PROVIDED DATA:
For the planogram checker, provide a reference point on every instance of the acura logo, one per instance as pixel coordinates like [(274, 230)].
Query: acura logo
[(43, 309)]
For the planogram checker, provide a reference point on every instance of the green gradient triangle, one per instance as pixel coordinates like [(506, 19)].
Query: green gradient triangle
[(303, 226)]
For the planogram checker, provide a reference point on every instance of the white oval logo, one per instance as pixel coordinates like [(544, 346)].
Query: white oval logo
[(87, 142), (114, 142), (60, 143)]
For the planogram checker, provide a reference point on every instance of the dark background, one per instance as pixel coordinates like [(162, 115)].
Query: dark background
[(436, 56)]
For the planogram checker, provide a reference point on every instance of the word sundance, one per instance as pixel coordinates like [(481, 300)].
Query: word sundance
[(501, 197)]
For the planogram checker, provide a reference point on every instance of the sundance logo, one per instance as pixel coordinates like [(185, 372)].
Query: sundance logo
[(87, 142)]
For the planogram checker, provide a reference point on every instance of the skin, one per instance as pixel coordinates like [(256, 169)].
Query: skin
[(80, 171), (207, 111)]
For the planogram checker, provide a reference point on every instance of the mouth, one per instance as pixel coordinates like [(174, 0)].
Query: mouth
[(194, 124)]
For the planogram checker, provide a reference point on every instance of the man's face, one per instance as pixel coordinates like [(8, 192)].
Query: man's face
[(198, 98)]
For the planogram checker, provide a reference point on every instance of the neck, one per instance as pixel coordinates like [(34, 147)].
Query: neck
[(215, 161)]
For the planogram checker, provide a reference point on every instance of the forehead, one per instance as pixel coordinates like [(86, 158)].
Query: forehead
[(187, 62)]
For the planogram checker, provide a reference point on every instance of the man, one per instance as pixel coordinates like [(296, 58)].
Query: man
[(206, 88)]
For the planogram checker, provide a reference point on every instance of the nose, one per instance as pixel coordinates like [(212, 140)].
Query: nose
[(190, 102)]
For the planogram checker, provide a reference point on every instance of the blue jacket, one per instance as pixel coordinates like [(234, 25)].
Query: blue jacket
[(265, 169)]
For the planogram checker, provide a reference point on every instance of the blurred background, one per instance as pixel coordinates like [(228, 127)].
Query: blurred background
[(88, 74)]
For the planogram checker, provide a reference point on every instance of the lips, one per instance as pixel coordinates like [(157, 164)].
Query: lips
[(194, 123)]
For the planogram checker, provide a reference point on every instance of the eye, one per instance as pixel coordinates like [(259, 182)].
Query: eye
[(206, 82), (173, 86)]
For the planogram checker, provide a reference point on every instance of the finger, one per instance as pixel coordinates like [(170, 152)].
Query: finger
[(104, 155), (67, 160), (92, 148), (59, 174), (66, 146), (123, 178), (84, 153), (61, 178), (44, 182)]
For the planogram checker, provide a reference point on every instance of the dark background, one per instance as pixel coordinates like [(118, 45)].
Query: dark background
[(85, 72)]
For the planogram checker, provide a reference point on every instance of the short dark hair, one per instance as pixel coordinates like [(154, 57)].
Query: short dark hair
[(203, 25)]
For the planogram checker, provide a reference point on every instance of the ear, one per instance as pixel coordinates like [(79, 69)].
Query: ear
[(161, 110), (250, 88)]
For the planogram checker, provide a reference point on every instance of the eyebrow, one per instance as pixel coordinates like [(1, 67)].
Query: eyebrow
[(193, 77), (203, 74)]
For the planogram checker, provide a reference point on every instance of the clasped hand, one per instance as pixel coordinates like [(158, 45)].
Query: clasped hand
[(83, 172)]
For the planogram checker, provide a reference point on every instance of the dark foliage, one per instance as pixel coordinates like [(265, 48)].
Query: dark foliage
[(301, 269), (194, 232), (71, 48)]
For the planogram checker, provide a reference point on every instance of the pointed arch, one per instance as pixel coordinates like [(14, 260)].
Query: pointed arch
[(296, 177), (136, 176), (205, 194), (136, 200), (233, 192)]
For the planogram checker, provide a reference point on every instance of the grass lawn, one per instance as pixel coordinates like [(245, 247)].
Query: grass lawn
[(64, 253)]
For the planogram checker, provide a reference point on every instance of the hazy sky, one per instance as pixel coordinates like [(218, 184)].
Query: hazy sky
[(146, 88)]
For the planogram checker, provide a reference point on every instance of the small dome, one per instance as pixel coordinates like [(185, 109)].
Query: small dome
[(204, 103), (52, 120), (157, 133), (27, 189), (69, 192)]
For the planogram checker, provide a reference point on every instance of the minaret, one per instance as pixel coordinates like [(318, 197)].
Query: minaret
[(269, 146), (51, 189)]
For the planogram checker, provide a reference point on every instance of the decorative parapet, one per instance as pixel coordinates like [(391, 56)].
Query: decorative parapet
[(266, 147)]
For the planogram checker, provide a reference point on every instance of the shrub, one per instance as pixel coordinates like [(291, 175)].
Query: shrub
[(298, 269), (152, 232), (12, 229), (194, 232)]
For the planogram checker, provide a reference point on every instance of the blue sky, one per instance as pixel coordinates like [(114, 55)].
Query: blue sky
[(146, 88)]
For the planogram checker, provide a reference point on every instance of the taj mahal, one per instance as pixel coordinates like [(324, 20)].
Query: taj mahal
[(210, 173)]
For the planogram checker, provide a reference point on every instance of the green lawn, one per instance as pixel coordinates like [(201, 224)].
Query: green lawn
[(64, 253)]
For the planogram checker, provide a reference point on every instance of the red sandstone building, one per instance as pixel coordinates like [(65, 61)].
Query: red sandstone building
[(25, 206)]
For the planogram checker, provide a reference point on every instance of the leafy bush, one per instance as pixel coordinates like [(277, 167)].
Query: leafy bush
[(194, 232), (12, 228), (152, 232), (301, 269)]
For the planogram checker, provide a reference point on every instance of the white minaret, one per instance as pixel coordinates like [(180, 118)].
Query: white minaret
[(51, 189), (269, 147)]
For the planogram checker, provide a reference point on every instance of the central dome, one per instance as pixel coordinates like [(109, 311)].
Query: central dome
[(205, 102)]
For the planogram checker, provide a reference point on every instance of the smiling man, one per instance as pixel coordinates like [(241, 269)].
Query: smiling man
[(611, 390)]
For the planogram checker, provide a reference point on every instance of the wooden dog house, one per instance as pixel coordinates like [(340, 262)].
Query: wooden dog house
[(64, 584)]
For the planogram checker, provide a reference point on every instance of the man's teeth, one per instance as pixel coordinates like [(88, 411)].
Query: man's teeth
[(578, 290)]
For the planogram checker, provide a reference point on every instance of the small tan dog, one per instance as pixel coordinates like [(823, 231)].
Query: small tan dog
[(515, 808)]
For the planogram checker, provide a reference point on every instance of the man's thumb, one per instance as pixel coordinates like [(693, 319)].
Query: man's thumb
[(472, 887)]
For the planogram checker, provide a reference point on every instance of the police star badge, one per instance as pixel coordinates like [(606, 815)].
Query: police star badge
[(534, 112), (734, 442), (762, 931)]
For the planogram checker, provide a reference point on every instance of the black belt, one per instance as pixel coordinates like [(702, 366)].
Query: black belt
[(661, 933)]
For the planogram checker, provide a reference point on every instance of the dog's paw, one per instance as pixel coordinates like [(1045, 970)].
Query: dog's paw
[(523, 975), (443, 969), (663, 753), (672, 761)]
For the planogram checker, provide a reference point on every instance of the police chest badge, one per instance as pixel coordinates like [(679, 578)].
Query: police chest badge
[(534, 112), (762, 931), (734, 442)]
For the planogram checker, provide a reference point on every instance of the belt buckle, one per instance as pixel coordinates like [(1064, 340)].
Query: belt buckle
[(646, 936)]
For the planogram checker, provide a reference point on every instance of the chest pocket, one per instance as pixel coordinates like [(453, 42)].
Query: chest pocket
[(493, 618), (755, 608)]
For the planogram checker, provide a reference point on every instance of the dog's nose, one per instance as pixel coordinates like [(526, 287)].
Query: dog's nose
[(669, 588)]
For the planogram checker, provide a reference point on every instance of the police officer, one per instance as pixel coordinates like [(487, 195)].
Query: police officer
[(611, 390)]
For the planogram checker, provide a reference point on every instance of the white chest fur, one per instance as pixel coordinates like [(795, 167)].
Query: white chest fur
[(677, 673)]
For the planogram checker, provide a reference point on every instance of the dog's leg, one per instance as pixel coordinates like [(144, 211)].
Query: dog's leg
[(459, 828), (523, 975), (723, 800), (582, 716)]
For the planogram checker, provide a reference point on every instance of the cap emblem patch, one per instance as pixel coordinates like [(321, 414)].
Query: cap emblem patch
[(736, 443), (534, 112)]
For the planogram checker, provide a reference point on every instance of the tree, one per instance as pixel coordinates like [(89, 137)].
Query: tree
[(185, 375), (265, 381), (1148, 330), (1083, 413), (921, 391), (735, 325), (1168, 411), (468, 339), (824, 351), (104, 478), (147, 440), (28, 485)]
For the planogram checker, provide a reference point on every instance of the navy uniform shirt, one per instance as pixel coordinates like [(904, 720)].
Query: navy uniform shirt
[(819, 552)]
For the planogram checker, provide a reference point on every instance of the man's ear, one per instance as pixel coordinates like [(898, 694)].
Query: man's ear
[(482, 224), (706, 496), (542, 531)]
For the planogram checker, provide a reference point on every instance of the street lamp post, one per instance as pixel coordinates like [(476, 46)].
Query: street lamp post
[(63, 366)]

AIM OF THE EXERCISE: Copy out the data above, from the line with "like [(256, 169)]." up to and including the line with "[(215, 161)]", with no changes.

OUTPUT OF THE TASK:
For the planogram checker, provide a reference point on every instance of the skin, one per instance as pixel coordinates like [(256, 169)].
Query: skin
[(80, 171), (207, 111)]
For the planogram checker, provide a reference point on every instance of the mouth, one per instance as pixel coordinates like [(174, 0)].
Query: mouth
[(194, 124)]
For the planogram checker, provide a reference point on every instance of the man's face, one per instance as pixel coordinates like [(8, 192)].
Query: man's face
[(198, 98)]
For the planogram checker, provide a reference point on every instance of the neck, one per instance as pixel coordinates like [(34, 147)].
Query: neck
[(215, 161)]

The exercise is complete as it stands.